Problem statement:
Please convert the entries below into a two-column CSV with the header text,answer and one row per entry. Put each entry's text and its answer in one quoted field each, with line breaks replaced by spaces.

Dataset:
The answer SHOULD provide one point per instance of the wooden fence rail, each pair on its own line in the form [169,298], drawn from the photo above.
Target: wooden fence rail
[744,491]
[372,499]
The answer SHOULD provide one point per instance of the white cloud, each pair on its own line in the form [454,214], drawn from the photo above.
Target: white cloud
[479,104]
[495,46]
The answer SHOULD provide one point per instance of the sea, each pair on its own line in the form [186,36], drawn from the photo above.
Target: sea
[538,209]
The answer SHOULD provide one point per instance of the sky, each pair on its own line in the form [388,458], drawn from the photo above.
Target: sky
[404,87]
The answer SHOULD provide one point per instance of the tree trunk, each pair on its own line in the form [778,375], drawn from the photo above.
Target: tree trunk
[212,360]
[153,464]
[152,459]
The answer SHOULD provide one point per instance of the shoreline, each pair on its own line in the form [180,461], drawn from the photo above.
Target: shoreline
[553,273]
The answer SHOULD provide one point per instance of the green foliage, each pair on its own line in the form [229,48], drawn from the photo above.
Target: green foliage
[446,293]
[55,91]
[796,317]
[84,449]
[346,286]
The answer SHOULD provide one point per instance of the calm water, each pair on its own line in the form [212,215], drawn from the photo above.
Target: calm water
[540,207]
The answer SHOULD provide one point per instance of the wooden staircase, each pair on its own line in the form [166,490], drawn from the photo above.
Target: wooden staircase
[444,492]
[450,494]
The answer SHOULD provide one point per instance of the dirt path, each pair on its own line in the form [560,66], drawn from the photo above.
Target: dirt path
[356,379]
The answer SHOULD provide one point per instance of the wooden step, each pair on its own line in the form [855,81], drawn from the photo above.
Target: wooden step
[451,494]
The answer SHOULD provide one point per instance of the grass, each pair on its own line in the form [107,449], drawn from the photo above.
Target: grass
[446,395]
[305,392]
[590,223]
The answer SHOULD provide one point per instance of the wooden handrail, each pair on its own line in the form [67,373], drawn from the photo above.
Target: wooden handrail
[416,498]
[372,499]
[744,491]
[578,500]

Result of the exercise:
text,answer
"The answer SHOULD provide one point per instance of the wooden fence rail, each pair on its own line in the form [169,298], drawn from the photo above. Target: wooden fence rail","[744,491] [372,499]"
"The answer SHOULD provide one point per instance of the white cloud, each pair on its own line in the form [454,214], drawn from the photo above. Target: white cloud","[479,104] [495,46]"
"The answer SHOULD provide one point per instance of the sea, each pair on its own line in the form [186,36], drawn from the photo above. Target: sea","[538,209]"
"The answer SHOULD provide one point per instance of the sky, each pair on its own line in the form [388,458], drawn from the photo above. Target: sky","[404,87]"
"The answer SHOULD provide one point per instance of the tree trunk, each pair on its own line in the form [778,375], drawn from the photo above. Target: tree trunk","[212,360] [153,464] [152,459]"
"The answer SHOULD provide one point per instance of the shoreline, each pair on its own line in the form [180,461], drawn from the photo above. Target: shoreline","[553,273]"
"The answer SHOULD provide one point per instance of the green foliage, each pair on its own line in the form [229,48], drawn from the photo above. Target: green foliage","[446,293] [55,91] [796,317] [84,449] [346,286]"
"The answer SHOULD provide one point per instance of the calm water, each pair on its own line in the form [212,215], drawn from the photo above. Target: calm water","[540,207]"
"The answer SHOULD provide one point per instance of the wooden staircase, each pair on its own line in the form [166,490], drawn from the photo above. Target: wooden staircase","[444,492] [450,494]"
"The answer SHOULD provide one point per instance of the dirt path, each pair on its own line in the form [560,66], drawn from the photo above. Target: dirt path","[356,379]"
"The answer SHOULD provide one point per instance of the wooden step, each pair on its own line in the form [855,81], drawn from the photo above. Target: wooden step","[451,494]"
"The answer SHOULD provide one point per instance of the grass, each pair on its own line in the form [107,449], drawn from the photo above. Target: grass","[446,395] [305,392] [590,223]"
"The answer SHOULD provide one point per instance of the wooden handrail, each pair on its own line in the form [67,373], drawn from the photo above. Target: wooden handrail","[416,498] [372,499] [744,491] [578,500]"